**Instruction**
Could you reproduce the listing below word for word, leaving every line unchanged?

**** Excerpted records ****

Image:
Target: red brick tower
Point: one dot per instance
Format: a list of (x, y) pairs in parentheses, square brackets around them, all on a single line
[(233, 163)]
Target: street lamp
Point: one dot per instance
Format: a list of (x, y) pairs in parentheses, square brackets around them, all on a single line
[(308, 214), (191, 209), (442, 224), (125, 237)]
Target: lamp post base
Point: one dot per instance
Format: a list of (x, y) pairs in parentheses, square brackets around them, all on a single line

****

**Finished task**
Image:
Target: red brick tower
Point: one dot per instance
Format: a list of (x, y) pairs in parentheses, square brackets around them, all on a single line
[(233, 163)]
Target: street lamp
Point: one dot per instance
Format: a list of (x, y) pairs in parentheses, square brackets around them, all on a single line
[(308, 214), (191, 209), (442, 224), (125, 237)]
Target: lamp post base
Point: one dot per instance
Format: a list of (x, y) pairs in parentheses, square brackets around them, all on a single line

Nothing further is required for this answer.